• [TEXTAUSZUG]

* * * * * * *

Beispielplan: Allgemeine Fitness mit Schwerpunkt auf Kraft (30 Minuten pro Tag)
Benötigte Trainingsausrüstung: Langhantel, Kurzhanteln, Klimmzugstange, Besenstil oder vergleichbares, Turnringe oder Langhantel auf niedriger Höhe.
Haupthema, Nebenthema: Allgemeine Fitness mit Schwerpunkt auf Kraft bei geringer kognitiver Belastung und zeitlicher Planbarkeit (jede Trainingseinheit dauert exakt so lange wie geplant)
Trainingsumfang: 30 Minuten pro Tag
Trainingsniveau: Variabel. Anfängergeeignet
Erklärung und Tipps
Allgemein: Es gibt ein übergeordnetes Thema bei einem so minimalistischen Training: Volumen kommt vor Intensität. Die Gründe dafür sind die folgenden:
- Der Kalorienverbrauch ist höher. Im Vergleich zu Jägern und Sammlern verbrauchen wir durchschnittlich nur noch ca. 70 % der Kalorien pro Kilogramm Körpergewicht.12 Das zeigt das Ausmaß des Bewegungsmangels, dem wir als moderne Menschen ausgesetzt sind. Dies auszugleichen hat sehr hohe Priorität.
- Der Effekt auf den Energiestoffwechsel ist größer. Bei kurzer Trainingsdauer ist es wichtig, dass der Energiestoffwechsel intensiv trainiert wird. Durch das hohe Volumen wird auch beim Kraft- und Mobilitätstraining der Kreislauf angekurbelt.
- Mehr Muskelmasse. Die Muskelmasse hängt direkt mit dem Trainingsvolumen zusammen. Eine höhere Intensität würde längere Pausen erfordern, sodass das Programm mehr Zeit in Anspruch nehmen würde oder das Volumen verringern müsste.
Eine geringe körperliche Belastung: Das Programm ist darauf ausgelegt, die körperliche Belastung gering zu halten. Die vielen Sätze mit wenigen Wiederholungen dienen dazu, dass man jeden Satz mit guter Form durchführen kann. Das ist aber nur dann möglich, wenn Du weit vom Muskelversagen entfernt trainierst. Achte also darauf, auch wenn Dir die Trainingsintensität am Anfang der Einheit gering vorkommt. Ich habe darauf geachtet, dass es eine geringe Stoßbelastung gibt. Es sind also weder Sprungübungen noch Jogging enthalten.

* * * * * * *

• [AUFGABE] Gib den Trainingsplan von "Haupthema, Nebenthema: Allgemeine" bis "lange wie geplant)" wieder und ersetze dabei "Planbarkeit" durch "Vorhersagbarkeit". Die anschließenden Daten sind eigenständiges Material und gehören nicht zum Trainingsplan.

• [Einträge zum Zeigen auf benannte Objekte]
* * * * * * *

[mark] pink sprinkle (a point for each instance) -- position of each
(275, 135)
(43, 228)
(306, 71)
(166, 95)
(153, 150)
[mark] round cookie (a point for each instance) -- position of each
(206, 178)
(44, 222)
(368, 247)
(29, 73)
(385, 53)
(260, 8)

* * * * * * *

• [ANTWORT]
Haupthema, Nebenthema: Allgemeine Fitness mit Schwerpunkt auf Kraft bei geringer kognitiver Belastung und zeitlicher Vorhersagbarkeit (jede Trainingseinheit dauert exakt so lange wie geplant)